Artigo:
——
14(III) O terceiro momento foi estabelecido pela realização das entrevistas qualitativas, com representantes dos grupos locais. As entrevistas semiestruturadas foram realizadas com a combinação de perguntas abertas e fechadas, conforme sugere Boni e Quaresma (2005). O diálogo foi estabelecido com representantes/lideranças e a administração local, pois estes, efetivamente, possuem uma relação com o lugar e, participam ativamente da dinâmica deste território.
15O objetivo das entrevistas foi obter dos grupos a descrição de suas atividades, antes e posterior à construção das usinas, sobretudo aqueles associados ao uso dos recursos naturais (hídrico, florestais, minerais e a atividade da pecuária), definidos pelos respectivos sujeitos:
16a) os atores sociais são constituídos pela sociedade civil organizada. Nesta categoria encontram-se: as associações de garimpeiros, pescadores, e agricultores familiares; além destes, foram também considerados os moradores mais antigos do local por terem vivenciado os processos de mudanças nas comunidades. Para estes atores a intencionalidade sobre o uso dos recursos naturais consiste em atender às necessidades individuais e coletivas;
17b) os atores econômicos são representados na área, pelos madeireiros e grandes fazendeiros (pecuarista e sojicultor), os quais se apropriam dos recursos naturais para ampliação do capital. Estes, quando comparados à empresa construtora, se diferenciam pela escala de atuação e apropriação dos recursos naturais;
18c) os gestores públicos são aqui concebidos pelos administradores locais. Estes buscam gerenciar e normatizar o uso do território e de seus recursos naturais por meio de instrumentos como as leis e normas.
——
Entradas do conjunto de dados:
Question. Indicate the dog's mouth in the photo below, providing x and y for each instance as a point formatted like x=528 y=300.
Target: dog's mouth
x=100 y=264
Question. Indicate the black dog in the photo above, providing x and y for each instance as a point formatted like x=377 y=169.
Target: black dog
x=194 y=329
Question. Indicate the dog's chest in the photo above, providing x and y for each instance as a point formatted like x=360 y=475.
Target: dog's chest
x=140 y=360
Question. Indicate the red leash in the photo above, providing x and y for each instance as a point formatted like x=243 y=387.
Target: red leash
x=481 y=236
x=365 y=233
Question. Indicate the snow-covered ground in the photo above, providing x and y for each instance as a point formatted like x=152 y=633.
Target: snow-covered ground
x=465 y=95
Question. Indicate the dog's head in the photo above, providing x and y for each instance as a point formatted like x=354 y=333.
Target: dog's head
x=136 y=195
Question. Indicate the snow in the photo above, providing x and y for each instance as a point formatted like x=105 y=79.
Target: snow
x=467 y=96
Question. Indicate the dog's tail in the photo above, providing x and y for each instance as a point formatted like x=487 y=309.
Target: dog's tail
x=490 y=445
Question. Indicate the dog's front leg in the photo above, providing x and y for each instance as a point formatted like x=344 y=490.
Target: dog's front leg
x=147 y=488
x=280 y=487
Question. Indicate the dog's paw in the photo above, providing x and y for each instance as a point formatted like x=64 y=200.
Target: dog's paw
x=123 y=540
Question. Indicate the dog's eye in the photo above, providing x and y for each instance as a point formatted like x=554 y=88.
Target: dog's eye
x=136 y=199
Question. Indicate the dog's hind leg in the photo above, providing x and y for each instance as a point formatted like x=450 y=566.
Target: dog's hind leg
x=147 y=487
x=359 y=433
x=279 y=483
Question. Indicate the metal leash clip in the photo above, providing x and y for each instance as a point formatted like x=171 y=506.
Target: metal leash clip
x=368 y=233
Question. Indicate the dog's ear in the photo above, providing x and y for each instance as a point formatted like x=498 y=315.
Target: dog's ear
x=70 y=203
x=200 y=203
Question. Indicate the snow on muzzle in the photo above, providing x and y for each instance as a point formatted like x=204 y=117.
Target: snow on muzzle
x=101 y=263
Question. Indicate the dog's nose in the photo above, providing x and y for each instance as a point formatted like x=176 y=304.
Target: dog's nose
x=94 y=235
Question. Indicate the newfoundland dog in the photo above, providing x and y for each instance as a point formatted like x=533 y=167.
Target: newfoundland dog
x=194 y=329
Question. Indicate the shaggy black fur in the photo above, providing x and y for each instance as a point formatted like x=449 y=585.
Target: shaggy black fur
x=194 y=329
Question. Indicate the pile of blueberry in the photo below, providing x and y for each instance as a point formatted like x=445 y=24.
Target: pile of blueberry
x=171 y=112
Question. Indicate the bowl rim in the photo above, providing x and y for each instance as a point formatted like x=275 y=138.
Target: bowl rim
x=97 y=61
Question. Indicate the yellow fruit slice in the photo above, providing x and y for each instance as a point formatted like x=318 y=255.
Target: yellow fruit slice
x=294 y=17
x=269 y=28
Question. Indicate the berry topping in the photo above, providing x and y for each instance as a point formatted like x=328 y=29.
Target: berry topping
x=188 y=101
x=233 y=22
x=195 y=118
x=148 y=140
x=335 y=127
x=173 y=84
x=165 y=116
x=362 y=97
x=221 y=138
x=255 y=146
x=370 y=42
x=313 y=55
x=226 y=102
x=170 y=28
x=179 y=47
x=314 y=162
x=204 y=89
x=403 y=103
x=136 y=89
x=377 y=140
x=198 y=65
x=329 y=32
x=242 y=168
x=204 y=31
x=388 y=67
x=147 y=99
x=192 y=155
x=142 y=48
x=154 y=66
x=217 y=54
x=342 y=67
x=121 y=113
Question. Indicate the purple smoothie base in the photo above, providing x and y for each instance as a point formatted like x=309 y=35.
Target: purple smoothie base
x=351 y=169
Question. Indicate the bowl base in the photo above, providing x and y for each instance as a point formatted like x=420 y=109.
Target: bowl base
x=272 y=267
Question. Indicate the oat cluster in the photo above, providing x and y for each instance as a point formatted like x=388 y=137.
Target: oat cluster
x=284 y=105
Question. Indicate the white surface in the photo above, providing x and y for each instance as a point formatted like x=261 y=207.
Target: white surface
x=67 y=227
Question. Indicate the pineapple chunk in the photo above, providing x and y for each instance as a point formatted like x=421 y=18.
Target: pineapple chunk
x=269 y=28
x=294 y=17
——
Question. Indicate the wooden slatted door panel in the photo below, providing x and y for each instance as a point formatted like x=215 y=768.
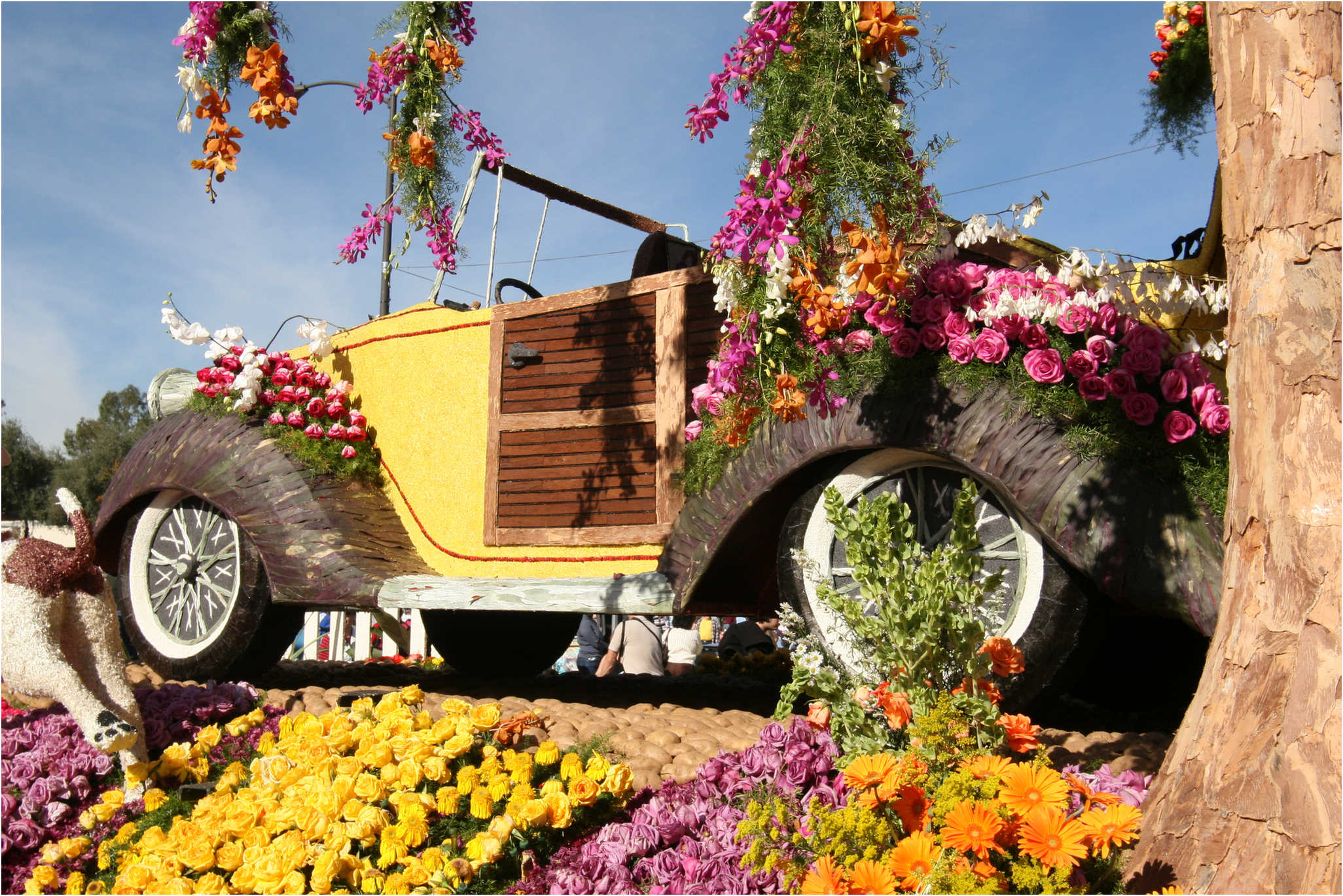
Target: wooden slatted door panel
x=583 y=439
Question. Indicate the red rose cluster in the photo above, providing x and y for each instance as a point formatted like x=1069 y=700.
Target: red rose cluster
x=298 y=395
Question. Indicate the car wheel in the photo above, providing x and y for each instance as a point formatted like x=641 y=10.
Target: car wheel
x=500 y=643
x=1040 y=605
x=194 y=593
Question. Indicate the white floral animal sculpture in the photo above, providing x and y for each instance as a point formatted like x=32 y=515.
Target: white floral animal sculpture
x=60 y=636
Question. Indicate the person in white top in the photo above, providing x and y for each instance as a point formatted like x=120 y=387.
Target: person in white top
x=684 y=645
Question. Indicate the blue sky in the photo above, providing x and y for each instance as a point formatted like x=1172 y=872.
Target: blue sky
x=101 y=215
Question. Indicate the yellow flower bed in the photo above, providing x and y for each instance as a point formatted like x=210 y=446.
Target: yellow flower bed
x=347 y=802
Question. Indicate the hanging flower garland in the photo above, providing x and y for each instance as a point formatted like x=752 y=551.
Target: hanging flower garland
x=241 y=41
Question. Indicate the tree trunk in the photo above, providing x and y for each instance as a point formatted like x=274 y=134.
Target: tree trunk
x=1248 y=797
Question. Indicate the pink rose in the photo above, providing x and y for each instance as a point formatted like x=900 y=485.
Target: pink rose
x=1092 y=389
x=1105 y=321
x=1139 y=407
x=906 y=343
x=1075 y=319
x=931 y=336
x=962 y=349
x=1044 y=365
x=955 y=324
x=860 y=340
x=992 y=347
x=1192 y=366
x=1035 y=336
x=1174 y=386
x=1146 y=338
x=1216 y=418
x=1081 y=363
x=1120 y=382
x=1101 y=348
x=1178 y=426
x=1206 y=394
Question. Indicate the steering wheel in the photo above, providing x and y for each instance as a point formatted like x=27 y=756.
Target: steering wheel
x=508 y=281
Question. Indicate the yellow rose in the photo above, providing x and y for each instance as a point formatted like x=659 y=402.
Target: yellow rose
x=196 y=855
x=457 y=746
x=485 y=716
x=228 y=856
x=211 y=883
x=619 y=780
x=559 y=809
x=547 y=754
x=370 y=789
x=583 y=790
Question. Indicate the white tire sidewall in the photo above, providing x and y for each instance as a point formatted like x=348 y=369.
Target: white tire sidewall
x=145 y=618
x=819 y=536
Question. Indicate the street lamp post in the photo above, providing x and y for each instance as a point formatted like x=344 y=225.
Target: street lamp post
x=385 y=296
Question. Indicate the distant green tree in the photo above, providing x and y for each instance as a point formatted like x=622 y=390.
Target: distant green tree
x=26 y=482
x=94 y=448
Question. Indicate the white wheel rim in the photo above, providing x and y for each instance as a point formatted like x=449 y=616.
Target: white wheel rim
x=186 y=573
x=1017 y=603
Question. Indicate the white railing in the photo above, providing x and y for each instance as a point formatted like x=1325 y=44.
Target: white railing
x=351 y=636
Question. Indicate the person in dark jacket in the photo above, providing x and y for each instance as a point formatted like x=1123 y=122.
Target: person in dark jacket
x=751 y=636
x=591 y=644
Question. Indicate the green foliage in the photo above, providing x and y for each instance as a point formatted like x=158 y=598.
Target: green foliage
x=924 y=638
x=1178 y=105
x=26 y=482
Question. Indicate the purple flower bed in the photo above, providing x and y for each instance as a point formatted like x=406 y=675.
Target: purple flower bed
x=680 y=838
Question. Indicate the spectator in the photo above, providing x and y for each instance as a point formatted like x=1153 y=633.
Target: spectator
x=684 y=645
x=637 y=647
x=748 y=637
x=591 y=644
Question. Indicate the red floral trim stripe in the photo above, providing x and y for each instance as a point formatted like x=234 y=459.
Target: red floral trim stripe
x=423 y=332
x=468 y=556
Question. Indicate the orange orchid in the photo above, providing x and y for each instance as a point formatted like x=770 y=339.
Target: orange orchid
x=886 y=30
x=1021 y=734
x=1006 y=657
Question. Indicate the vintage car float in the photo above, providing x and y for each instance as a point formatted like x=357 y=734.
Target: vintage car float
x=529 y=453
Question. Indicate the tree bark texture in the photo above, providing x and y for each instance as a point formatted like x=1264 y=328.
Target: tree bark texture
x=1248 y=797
——
O que fazer:
[A] Reescreva em forma de lista o parágrafo do artigo que começa com "O terceiro momento foi estabelecido", mantendo seus fatos principais.
[B] Enumere as categorias de atores definidas no artigo.

Em resposta:
[A]
- O terceiro momento consistiu nas entrevistas qualitativas com representantes dos grupos locais.
- As entrevistas foram semiestruturadas, com perguntas abertas e fechadas, conforme sugerem Boni e Quaresma (2005).
- O diálogo envolveu representantes/lideranças e a administração local, porque estes têm relação com o lugar e participam ativamente da dinâmica do território.

[B]
- Atores sociais
- Atores econômicos
- Gestores públicos